■ **DATA PROVIDED**:

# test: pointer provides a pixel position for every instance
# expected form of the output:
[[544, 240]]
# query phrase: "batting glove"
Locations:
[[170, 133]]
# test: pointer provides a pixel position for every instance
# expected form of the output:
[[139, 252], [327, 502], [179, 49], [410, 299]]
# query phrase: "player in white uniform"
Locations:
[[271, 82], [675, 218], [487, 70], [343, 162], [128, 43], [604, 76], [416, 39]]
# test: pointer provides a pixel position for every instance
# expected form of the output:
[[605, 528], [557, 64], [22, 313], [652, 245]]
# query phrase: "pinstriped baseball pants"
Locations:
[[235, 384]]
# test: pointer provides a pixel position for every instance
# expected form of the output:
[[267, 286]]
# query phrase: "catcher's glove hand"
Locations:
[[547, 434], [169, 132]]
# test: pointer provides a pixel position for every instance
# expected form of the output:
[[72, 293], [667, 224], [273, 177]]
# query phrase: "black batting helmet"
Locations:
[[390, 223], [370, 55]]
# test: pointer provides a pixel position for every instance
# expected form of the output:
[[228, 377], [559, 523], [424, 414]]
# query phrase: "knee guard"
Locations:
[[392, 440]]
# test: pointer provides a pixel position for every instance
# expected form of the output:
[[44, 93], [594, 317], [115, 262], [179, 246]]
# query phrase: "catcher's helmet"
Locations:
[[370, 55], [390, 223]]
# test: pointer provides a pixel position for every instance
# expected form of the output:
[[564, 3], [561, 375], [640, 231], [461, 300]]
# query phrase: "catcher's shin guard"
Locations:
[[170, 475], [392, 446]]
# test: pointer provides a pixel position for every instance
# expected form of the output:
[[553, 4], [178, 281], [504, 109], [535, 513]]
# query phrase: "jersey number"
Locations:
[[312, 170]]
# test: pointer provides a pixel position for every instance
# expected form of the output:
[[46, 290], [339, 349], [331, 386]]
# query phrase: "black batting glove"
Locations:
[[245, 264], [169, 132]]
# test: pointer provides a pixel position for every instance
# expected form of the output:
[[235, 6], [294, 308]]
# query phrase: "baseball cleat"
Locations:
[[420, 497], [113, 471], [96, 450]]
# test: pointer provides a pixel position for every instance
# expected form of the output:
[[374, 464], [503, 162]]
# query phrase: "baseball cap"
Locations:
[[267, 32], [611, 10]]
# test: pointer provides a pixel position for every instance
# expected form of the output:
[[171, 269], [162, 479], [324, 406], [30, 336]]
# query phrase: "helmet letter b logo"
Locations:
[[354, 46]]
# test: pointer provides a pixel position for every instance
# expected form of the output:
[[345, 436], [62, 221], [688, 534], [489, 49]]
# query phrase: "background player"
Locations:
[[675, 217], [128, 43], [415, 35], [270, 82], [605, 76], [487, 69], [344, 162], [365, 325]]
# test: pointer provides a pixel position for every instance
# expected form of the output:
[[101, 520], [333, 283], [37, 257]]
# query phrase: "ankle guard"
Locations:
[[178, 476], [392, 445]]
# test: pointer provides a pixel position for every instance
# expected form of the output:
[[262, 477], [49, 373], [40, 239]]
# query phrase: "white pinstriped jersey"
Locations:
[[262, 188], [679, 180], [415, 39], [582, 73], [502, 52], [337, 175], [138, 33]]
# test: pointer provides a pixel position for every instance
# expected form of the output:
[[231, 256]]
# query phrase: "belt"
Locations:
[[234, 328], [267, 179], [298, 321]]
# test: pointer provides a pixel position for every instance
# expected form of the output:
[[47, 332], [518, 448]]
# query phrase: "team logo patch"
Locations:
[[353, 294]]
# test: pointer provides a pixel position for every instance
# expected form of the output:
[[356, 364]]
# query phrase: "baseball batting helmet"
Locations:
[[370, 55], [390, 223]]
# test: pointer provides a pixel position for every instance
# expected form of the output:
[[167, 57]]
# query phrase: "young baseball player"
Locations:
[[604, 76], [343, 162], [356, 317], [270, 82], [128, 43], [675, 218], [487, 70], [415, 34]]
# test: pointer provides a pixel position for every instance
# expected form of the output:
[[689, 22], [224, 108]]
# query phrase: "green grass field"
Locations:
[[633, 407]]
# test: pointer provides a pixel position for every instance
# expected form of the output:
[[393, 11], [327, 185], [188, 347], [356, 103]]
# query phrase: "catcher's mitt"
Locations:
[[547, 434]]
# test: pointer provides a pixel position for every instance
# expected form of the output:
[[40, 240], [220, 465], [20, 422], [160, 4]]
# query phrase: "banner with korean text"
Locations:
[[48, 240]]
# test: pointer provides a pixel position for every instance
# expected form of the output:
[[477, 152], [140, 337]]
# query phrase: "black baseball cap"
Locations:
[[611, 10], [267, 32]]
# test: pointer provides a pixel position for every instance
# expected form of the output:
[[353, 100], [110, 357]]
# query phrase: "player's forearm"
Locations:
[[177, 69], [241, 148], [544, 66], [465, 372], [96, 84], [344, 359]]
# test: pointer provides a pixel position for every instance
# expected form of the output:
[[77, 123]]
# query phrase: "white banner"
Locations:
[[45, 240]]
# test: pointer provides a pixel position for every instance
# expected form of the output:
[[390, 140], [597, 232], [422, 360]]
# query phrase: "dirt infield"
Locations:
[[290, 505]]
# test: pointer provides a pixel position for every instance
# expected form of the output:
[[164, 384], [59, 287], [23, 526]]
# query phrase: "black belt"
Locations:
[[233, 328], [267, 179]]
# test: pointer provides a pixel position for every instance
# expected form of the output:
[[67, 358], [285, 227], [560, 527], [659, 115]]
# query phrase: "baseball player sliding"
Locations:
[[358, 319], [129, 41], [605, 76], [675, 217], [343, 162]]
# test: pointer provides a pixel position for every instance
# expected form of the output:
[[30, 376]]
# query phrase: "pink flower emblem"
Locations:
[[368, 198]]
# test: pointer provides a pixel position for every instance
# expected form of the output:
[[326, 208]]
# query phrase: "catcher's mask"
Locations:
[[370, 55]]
...
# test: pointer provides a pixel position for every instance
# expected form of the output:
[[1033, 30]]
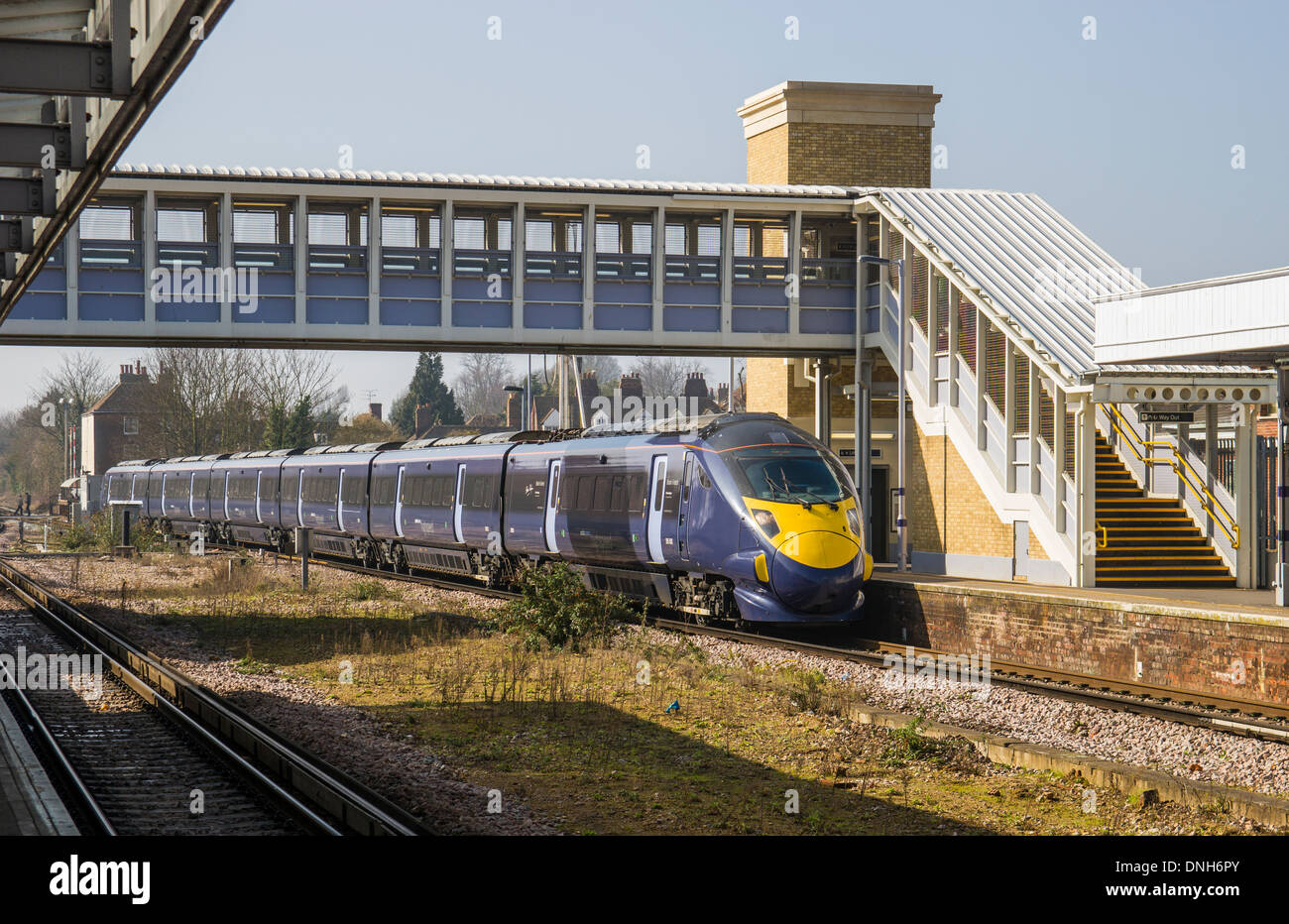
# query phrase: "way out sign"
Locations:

■ **EXERCISE**: Return each line of the records that contains the word "catcher".

■ **TASK OUTPUT**:
# query phrase: "catcher's glove hand"
# query phrase: "catcher's helmet"
# query phrase: "catcher's shin guard"
# query phrase: "catcher's mitt"
# query phrase: "catcher's mask"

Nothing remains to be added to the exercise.